President McKinley
T atrocious attempt upon President McKinley’s
life has aroused everywhere special horror and indignation, so entirely
causeless is it. In some countries Anarchism can in a sense be accounted
for by misgovernment, the burdens of military service, oppressive
taxation, widespread poverty, and utter hopelessness. But in the
United States there are none of these things. Moreover, to the born
American, whatever his descent, every office is open, even the very
highest. Indeed, not a few of the Presidents of the United States
have begun at the very lowest rung of the ladder. Even the foreign
settler is offered naturalisation on exceedingly easy terms. And,
save the Presidency, almost everything is accessible to him. Moreover,
the kindly character of the President, and his known sympathy with
all classes, seemed to make it impossible that he should have an
enemy anywhere. Especially he seemed safe against attack, as his
reputation has been rising in so marked a way of late. Few men,
indeed, have advanced more rapidly in the world’s high opinion than
Mr. McKinley during the four and a half years that he has occupied
the White House. When he was first put forward as candidate for
the Presidency little was known of him outside the United States,
except as the reporter and advocate of an extreme measure of Protection.
Even in the United States itself his abilities were not considered
very high. Indeed, he was not thought very sound even upon the very
silver question on which, as it happened, his candidature was based.

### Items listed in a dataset

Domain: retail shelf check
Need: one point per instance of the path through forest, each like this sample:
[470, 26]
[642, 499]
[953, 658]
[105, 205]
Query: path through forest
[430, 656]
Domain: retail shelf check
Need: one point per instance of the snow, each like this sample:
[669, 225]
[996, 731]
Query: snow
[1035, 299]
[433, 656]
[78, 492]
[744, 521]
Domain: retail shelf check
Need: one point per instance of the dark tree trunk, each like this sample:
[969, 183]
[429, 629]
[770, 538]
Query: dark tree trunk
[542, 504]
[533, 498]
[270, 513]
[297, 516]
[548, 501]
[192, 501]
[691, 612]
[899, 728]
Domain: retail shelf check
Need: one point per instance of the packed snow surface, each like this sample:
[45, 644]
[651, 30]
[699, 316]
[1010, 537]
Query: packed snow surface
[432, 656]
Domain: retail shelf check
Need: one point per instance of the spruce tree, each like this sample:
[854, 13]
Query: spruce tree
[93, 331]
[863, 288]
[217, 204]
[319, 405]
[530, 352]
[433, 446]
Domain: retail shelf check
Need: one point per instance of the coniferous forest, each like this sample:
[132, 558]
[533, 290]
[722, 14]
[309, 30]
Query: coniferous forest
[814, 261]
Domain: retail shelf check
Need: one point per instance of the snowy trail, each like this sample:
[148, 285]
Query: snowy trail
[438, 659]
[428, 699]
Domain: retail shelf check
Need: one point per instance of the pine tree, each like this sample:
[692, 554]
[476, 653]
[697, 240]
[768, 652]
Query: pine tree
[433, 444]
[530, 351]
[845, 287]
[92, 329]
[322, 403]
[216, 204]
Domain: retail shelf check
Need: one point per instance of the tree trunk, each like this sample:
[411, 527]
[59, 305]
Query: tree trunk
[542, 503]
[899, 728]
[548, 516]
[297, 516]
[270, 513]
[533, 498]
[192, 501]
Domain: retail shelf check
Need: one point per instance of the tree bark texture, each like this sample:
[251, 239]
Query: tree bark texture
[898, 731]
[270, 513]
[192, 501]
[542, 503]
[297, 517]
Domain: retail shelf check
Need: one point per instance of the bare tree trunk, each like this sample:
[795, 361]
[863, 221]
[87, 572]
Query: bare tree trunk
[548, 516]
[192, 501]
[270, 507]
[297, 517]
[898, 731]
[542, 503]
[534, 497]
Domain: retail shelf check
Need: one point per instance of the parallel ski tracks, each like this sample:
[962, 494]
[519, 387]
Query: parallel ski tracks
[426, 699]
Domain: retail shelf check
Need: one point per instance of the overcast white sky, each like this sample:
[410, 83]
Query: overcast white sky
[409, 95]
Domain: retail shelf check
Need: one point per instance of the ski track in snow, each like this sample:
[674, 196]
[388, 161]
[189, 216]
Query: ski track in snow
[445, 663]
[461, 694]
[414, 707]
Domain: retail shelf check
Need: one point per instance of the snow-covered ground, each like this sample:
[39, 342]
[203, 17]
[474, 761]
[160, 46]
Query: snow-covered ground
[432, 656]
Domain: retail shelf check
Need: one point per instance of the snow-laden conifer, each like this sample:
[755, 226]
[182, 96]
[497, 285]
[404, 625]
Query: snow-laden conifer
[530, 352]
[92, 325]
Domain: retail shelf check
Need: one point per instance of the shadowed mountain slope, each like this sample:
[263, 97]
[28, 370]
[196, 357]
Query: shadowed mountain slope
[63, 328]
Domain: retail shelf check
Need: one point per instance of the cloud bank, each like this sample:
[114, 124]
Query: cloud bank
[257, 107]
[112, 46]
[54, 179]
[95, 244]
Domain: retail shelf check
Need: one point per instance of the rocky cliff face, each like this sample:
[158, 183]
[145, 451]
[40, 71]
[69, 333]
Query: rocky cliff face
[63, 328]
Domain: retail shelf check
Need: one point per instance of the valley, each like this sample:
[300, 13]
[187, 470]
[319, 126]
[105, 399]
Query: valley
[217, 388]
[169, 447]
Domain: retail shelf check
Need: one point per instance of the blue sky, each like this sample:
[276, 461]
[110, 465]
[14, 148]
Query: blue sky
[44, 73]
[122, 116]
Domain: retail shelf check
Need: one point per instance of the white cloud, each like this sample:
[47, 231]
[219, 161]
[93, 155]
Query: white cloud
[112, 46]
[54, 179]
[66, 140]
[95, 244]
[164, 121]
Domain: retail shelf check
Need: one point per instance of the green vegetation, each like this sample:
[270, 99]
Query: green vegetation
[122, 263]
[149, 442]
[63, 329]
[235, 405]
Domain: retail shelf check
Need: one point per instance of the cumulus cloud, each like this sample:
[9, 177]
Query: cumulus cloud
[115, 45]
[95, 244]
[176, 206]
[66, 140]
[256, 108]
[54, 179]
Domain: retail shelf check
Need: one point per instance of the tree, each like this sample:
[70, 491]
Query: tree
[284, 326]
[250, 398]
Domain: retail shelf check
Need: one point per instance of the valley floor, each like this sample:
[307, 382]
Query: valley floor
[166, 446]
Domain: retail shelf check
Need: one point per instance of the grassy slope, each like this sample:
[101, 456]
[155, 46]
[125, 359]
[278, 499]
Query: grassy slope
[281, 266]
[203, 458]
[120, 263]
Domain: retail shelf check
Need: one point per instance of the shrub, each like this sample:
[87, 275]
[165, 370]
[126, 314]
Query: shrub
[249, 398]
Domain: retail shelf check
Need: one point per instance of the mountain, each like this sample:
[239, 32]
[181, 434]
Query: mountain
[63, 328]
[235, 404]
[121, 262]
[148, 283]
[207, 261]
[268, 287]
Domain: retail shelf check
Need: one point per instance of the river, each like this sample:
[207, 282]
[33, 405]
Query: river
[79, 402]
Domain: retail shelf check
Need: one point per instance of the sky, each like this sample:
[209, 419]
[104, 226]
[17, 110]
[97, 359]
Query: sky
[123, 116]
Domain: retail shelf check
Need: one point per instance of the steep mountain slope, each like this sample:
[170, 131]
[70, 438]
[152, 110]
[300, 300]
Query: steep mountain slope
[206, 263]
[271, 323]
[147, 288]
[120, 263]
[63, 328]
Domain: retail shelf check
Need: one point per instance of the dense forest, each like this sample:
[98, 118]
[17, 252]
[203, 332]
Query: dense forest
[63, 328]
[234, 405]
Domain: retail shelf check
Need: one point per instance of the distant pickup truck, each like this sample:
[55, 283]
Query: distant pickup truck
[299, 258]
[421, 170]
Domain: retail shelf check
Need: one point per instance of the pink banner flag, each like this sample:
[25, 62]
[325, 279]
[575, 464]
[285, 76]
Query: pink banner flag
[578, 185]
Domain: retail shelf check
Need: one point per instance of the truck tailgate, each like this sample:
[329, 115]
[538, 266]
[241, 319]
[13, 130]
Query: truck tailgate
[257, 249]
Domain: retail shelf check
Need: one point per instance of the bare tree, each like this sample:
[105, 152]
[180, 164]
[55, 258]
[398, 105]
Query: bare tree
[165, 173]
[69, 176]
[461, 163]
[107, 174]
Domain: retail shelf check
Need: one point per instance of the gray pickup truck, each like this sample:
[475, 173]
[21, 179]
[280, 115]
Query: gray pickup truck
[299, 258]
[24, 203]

### PROBLEM TO WORK ON
Please proceed with the piece on President McKinley, picking up right after its last sentence. The listing is separate material, apart from the piece on President McKinley.

### RESPONSE TO THIS EXERCISE
But as the campaign went on thoughtful observers began to doubt
whether he had been justly appraised either at home or abroad. The
doubts were silenced for the time by the very positiveness with
which it was asserted that the election was managed altogether by
Mr. Hanna. But when Mr. McKinley became President, and Mr. Hanna
took a seat in the Senate instead of in the Cabinet, the doubts
returned and every day grew stronger. The selection of his Cabinet
showed unmistakably his knowledge of character. Few better appointments
have been made than those of Mr. Hay to the Secretaryship of State
and of Mr. Gage to the Ministry of Finance. Then came the war with
Spain and the appearance of the United States as a great world Power.
Since then every day has added something to the strength of the
Administration. No doubt Mr. McKinley has been greatly favoured
by circumstances, more particularly by the long succession of good
harvests, and the immense demand of the rest of the world for American
exports. But it must not be forgotten that the great prosperity
of the present is due to some extent to the fact that Mr. McKinley
was the successful candidate at the election of 1896, and that since
his accession to office his policy has increased the public confidence
in his judgment, clear-sightedness, and prompt discernment of the
drift of public opinion.
Of late there have been several indications
that Mr. McKinley was about to reveal himself in a character not
only entirely new, but a little while ago entirely undreamt of—to
use a telling phrase that has already been used by some of his countrymen,
“that he was about to become the Sir Robert Peel of the United States.”
Mr. McKinley, as said above, made his first mark in politics by
his introduction of the so-called McKinley Tariff. For very many
years he was looked upon at home and abroad as the incarnation of
Protectionism, and for a long time he was supposed to have very
strong leanings towards the silver heresy. Only the day before the
atrocious attempt upon his life the President delivered what appears
to have been one of the most important speeches ever spoken by him.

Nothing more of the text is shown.